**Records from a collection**
···
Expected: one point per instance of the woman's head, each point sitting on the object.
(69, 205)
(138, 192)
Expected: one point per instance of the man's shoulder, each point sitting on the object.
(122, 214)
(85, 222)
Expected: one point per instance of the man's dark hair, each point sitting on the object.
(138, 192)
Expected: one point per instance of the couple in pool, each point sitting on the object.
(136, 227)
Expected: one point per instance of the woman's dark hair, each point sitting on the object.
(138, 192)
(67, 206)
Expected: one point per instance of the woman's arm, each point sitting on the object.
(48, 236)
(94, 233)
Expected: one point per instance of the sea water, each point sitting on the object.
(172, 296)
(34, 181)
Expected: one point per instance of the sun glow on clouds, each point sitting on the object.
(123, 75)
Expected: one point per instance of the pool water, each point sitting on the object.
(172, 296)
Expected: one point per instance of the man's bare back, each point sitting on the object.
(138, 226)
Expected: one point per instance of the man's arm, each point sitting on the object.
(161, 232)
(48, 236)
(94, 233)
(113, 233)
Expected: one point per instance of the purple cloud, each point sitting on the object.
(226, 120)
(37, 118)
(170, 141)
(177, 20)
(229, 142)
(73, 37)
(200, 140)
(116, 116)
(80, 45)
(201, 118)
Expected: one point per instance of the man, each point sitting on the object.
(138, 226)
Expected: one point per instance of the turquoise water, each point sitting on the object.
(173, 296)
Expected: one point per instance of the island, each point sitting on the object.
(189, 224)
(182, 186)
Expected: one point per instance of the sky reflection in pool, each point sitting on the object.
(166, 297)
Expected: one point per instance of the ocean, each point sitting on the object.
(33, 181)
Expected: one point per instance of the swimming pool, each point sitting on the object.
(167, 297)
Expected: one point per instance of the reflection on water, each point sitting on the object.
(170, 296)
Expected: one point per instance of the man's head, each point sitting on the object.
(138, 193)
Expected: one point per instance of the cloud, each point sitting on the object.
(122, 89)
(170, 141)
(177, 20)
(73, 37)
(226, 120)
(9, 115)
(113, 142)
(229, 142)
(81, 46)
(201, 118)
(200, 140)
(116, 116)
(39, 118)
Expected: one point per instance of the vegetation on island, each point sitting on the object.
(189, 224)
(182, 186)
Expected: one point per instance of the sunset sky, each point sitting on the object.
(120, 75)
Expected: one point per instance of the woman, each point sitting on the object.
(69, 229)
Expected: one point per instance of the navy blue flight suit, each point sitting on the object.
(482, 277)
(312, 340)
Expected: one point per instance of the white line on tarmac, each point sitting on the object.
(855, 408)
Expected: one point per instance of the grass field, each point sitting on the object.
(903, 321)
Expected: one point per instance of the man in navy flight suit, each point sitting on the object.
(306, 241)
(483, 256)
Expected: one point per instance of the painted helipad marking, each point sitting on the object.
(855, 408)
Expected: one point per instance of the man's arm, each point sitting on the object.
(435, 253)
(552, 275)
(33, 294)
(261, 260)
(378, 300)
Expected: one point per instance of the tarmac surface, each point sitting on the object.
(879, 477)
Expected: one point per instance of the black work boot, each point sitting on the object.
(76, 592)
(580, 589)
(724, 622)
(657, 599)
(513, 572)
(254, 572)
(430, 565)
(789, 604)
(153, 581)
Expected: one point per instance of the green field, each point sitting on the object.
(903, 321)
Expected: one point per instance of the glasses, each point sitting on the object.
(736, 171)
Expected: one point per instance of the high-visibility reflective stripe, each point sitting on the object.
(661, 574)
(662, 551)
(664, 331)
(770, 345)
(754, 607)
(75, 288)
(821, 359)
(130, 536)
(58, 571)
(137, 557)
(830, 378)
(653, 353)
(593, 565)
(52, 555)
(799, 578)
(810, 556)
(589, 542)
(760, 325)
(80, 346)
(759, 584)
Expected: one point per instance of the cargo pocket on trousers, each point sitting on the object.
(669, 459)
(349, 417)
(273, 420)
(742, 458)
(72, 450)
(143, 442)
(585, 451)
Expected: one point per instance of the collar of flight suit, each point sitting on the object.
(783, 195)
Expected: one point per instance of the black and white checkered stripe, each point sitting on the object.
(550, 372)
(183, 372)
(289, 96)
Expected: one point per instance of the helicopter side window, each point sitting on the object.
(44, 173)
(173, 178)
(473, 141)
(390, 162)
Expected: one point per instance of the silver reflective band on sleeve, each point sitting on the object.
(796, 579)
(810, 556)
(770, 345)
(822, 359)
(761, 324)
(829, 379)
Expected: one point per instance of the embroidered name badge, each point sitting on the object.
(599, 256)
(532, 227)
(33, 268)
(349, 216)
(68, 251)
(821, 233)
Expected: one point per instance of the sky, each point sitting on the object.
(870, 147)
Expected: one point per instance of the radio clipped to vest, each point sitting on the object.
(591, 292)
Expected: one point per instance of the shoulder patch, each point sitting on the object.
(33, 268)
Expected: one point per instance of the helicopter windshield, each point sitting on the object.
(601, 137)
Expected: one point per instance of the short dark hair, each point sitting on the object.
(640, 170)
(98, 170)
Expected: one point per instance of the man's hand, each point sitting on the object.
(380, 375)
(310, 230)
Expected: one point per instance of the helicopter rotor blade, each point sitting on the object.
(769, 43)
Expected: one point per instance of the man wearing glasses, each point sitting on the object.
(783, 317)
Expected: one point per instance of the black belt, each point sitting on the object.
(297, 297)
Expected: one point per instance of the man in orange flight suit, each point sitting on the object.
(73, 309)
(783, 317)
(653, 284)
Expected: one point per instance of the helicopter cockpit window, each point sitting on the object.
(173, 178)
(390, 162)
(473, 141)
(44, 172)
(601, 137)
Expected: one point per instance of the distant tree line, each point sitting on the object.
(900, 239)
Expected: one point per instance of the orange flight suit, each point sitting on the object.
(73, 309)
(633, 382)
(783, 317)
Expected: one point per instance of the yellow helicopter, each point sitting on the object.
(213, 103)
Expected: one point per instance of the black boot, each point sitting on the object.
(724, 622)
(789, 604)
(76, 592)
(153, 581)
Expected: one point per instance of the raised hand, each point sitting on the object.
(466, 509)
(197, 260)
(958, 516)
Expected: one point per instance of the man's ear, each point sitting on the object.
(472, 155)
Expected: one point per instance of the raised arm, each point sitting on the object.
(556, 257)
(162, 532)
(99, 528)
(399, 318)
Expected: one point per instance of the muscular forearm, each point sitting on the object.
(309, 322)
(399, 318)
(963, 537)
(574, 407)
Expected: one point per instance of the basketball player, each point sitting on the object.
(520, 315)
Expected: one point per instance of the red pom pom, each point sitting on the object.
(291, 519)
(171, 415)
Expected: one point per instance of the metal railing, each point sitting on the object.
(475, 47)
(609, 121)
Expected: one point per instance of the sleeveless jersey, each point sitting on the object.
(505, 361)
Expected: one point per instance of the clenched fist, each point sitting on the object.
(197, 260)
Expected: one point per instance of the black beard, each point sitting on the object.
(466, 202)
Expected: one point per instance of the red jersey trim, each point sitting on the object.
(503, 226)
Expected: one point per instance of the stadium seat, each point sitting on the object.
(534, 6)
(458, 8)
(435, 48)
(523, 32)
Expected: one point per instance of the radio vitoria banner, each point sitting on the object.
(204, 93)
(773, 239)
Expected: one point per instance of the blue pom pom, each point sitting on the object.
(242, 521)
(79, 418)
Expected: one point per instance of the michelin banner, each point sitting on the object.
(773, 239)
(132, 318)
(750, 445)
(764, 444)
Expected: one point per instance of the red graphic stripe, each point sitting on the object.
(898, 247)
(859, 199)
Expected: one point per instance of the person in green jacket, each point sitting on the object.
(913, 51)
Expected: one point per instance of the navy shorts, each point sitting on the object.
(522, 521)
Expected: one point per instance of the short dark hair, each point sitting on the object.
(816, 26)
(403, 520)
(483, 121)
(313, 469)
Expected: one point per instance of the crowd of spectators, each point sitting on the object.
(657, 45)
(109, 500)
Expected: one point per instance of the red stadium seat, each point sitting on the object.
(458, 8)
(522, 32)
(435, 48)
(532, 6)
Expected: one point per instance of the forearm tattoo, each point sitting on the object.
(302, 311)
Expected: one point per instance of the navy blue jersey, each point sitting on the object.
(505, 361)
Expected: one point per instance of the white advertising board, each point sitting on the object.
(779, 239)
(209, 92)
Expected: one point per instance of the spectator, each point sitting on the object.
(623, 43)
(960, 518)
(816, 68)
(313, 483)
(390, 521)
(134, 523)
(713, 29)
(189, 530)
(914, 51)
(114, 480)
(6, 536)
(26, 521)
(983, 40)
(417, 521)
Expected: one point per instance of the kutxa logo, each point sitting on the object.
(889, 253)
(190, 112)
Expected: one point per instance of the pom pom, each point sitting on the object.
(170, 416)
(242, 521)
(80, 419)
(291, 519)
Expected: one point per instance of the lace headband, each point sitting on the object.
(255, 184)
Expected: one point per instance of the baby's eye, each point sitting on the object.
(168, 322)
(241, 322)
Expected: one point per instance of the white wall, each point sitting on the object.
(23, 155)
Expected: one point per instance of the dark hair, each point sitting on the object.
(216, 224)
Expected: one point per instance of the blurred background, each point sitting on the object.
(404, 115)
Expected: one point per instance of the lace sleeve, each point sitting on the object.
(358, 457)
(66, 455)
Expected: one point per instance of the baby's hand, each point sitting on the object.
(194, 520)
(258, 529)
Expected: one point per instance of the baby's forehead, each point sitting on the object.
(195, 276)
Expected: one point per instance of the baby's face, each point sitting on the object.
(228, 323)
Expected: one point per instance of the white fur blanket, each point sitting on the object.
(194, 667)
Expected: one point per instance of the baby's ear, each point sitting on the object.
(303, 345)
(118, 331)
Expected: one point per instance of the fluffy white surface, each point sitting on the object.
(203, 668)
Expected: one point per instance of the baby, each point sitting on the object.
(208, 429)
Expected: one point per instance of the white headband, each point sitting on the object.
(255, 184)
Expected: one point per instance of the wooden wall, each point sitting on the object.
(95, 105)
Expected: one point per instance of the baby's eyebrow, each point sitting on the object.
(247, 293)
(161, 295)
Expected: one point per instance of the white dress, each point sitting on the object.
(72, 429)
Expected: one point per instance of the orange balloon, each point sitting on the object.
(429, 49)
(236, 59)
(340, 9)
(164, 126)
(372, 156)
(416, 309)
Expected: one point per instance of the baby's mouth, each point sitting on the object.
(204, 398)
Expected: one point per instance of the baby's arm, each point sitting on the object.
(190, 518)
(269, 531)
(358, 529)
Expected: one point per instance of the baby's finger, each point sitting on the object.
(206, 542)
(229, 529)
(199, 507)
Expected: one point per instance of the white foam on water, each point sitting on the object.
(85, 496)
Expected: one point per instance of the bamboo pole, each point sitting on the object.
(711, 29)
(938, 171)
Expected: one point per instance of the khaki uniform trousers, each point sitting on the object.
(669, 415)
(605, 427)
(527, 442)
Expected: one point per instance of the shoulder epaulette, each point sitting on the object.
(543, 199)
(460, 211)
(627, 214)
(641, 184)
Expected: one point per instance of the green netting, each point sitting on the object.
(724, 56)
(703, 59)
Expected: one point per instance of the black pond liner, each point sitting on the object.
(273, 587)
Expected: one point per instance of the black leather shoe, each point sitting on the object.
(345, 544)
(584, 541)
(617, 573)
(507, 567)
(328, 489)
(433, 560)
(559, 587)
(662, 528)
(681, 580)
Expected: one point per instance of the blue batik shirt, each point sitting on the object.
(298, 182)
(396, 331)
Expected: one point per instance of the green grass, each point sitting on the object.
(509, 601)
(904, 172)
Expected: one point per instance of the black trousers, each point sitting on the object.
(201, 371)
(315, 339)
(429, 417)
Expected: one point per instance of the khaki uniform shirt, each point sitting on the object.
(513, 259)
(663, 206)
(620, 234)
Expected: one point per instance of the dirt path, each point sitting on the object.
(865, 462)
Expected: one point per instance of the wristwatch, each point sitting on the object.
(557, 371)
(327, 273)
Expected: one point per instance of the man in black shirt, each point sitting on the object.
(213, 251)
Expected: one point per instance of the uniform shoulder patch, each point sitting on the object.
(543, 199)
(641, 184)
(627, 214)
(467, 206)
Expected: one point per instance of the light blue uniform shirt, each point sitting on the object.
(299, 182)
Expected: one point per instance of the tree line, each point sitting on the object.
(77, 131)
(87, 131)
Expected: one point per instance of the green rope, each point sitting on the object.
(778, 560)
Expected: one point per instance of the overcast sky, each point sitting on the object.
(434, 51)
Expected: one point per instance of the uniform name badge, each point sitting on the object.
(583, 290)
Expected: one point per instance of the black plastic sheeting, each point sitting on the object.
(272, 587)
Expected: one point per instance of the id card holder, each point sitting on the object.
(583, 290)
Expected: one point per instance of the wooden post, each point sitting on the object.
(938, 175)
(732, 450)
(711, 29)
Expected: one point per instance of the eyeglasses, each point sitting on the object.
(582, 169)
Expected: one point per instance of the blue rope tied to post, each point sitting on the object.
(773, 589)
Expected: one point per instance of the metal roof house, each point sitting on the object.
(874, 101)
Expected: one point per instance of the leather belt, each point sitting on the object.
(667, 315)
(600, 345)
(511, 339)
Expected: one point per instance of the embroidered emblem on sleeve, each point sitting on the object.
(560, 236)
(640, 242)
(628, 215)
···
**WHAT IS EXPECTED**
Repeat only the lines from the one holding "Expected: one point per instance of the light" through the last line of the data.

**RESULT**
Expected: one point per instance of the light blue uniform shirt, each point sitting on the object.
(299, 182)
Expected: one point per instance of the tree line, each point sitting on the object.
(77, 131)
(87, 131)
Expected: one point per instance of the green rope, each point sitting on the object.
(778, 560)
Expected: one point per instance of the overcast sky, each point sitting on the object.
(434, 51)
Expected: one point per instance of the uniform name badge, each point sitting on the object.
(583, 290)
Expected: one point per instance of the black plastic sheeting, each point sitting on the object.
(272, 587)
Expected: one point per instance of the id card holder, each point sitting on the object.
(583, 290)
Expected: one point per instance of the wooden post, each point sitting on the object.
(938, 175)
(732, 450)
(711, 29)
Expected: one point per instance of the eyeglasses, each point sitting on the object.
(582, 169)
Expected: one point per instance of the blue rope tied to post, each point sitting on the object.
(773, 589)
Expected: one point per instance of the metal roof house, each point sitting on the object.
(874, 101)
Expected: one point per instance of the leather belt, each point sitting on the object.
(667, 315)
(600, 345)
(511, 339)
Expected: one point per instance of the embroidered emblem on sleeve, each point sitting on the object.
(560, 236)
(640, 242)
(628, 215)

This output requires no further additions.